TASK STATEMENT — Reproduce each record exactly, leaving nothing out.

____ PROVIDED DATA

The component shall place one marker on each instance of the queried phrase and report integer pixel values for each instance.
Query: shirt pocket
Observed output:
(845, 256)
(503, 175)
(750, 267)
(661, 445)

________

REPLY TO THE TASK —
The component shall place one marker on each instance of the queried phrase and report integer pixel values for each instance.
Query: shirt pocket
Observed output:
(845, 256)
(503, 175)
(750, 267)
(661, 445)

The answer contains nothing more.